Published in final edited form as: Nature. 2018 Jul 18;559(7715):617–621. doi: 10.1038/s41586-018-0344-3

Extended Data Figure 6. FM 4-64 softens E. coli cells.

Extended Data Figure 6

a) Cantilever force versus indentation distance during successively increasing EDTA concentrations, as in Fig. 3a. Lines indicate the average force-distance curves taken during the period in which the cell was treated with the given concentration of EDTA. Shaded areas indicate ±1 s.d (n = 4 cells). Stiffness was measured every minute during the 5-10 min periods when the cell was treated with each EDTA concentration. Average force curves were registered with respect to the onset of force increase as the cantilever was lowered.

b) Stiffness of a representative cell versus time, as measured with AFM. At t = 10 min the cell was treated with 2 μg/mL FM 4-64 (n = 3 cells).

c) The ratio of the cell stiffness computed with AFM (Fig. 3c) versus the ratio of envelope stiffness computed from plasmolysis-lysis experiments (Fig. 2g) across chemical and genetic perturbations. The solid line is the linear best fit (linear regression: R2 = 0.27, F = 1.4, not significantly different from horizontal). The numbers of cells used for each measurement are the same as given for Fig. 3c (AFM measurements of cell stiffness) and Fig. 2d-f (envelope stiffness). For the O8-expressing strain, we conservatively used a stiffness ratio of 1.5 for the fit.

d) Calibration of AFM measurements using a polydimethylsiloxane sample with known Young’s modulus of 3.5 MPa. (top) Distribution of measurements of Young’s modulus across the calibration sample. Red curve is Gaussian fit to the data. Dashed line is the mean. (top, inset) Young’s modulus measurements were spatially uniform. (bottom) Box plot of the distribution of Young’s modulus measurements showing the median stiffness (red line), 25% and 75% percentiles (edges of box), extreme bounds (whiskers), and outliers (red points).

**Provided information:**
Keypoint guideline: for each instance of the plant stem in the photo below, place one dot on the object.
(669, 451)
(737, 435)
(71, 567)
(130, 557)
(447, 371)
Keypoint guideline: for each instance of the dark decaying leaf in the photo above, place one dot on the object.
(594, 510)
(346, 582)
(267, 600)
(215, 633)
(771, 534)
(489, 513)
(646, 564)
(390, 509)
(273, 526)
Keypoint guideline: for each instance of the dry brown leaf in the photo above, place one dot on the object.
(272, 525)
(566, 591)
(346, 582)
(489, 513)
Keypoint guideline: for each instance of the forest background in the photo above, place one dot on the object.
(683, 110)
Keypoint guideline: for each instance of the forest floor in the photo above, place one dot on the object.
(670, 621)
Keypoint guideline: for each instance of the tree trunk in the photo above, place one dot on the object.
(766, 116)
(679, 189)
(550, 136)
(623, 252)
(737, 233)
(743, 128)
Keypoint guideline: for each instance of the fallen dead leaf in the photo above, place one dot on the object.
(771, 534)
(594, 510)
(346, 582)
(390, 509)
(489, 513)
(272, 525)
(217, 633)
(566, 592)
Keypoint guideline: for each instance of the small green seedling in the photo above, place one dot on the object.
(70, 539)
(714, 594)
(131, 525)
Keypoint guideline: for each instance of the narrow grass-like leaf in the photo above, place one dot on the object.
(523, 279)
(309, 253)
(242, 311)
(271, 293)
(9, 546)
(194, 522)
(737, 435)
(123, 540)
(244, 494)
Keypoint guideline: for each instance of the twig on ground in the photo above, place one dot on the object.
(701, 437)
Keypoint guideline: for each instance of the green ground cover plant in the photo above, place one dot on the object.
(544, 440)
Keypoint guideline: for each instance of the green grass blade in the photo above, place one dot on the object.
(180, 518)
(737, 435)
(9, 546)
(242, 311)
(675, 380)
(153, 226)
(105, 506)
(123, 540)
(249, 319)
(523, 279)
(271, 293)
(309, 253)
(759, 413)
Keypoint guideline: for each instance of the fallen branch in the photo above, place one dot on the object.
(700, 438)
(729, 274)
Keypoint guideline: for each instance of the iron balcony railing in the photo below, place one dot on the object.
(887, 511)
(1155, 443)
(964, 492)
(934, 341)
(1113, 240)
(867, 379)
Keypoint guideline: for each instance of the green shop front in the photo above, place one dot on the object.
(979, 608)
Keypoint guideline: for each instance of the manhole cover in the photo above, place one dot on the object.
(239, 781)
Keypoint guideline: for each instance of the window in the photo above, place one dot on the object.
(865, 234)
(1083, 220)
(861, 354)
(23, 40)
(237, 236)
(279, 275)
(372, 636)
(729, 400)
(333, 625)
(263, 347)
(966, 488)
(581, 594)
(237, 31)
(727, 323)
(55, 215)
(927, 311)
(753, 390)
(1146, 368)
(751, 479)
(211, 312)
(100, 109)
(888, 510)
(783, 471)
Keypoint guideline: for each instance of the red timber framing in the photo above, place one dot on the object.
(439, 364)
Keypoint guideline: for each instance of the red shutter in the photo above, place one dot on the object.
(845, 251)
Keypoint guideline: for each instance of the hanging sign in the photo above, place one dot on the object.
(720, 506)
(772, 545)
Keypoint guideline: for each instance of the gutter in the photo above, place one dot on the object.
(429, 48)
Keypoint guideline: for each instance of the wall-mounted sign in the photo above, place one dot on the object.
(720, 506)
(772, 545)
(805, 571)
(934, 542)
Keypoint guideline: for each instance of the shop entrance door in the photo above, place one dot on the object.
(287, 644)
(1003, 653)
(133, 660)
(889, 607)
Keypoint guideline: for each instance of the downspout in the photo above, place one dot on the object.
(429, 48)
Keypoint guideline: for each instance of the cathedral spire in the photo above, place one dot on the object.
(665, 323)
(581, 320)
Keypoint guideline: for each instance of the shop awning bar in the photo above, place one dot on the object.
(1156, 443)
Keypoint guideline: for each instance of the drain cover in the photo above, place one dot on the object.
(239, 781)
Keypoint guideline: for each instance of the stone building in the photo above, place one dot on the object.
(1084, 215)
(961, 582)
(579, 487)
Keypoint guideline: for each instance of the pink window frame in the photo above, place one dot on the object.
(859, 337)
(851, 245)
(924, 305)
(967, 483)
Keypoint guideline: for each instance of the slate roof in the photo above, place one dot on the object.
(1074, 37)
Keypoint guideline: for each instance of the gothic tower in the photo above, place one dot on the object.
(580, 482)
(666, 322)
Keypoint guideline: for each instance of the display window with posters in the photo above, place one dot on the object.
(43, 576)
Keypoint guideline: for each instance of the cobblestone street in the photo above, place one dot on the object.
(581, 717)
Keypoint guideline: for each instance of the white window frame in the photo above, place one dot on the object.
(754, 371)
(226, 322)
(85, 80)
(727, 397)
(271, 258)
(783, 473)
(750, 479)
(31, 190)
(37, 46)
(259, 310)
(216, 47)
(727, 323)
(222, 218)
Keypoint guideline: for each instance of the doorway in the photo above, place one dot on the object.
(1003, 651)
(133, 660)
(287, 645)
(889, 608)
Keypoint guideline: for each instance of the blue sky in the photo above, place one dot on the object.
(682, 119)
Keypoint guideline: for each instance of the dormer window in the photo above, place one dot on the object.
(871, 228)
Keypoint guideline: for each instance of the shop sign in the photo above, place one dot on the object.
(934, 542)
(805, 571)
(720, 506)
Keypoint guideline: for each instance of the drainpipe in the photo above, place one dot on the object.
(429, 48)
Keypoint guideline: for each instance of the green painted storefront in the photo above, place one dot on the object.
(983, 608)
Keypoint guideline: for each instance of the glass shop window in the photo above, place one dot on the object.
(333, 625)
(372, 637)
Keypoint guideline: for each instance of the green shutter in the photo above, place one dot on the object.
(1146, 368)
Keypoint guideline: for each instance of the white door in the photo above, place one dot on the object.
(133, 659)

**Activity list:**
(a) Do the following statements agree with the figure legend above? For each, answer yes or no and quote the words from the legend that decide it. (i) The AFM calibration used a sample with a known Young's modulus of 3.5 MPa. (ii) The linear best fit in panel c was significantly different from horizontal. (iii) In panel b, the cell was treated with FM 4-64 at t = 5 min.
(b) Please write out everything in the figure legend above from "a) Cantilever force" down to "cantilever was lowered.", with no changes to the wording.

**Response list:**
(a)
(i) Yes: "a polydimethylsiloxane sample with known Young’s modulus of 3.5 MPa"
(ii) No: "not significantly different from horizontal"
(iii) No: "At t = 10 min the cell was treated with 2 μg/mL FM 4-64"

(b)
a) Cantilever force versus indentation distance during successively increasing EDTA concentrations, as in Fig. 3a. Lines indicate the average force-distance curves taken during the period in which the cell was treated with the given concentration of EDTA. Shaded areas indicate ±1 s.d (n = 4 cells). Stiffness was measured every minute during the 5-10 min periods when the cell was treated with each EDTA concentration. Average force curves were registered with respect to the onset of force increase as the cantilever was lowered.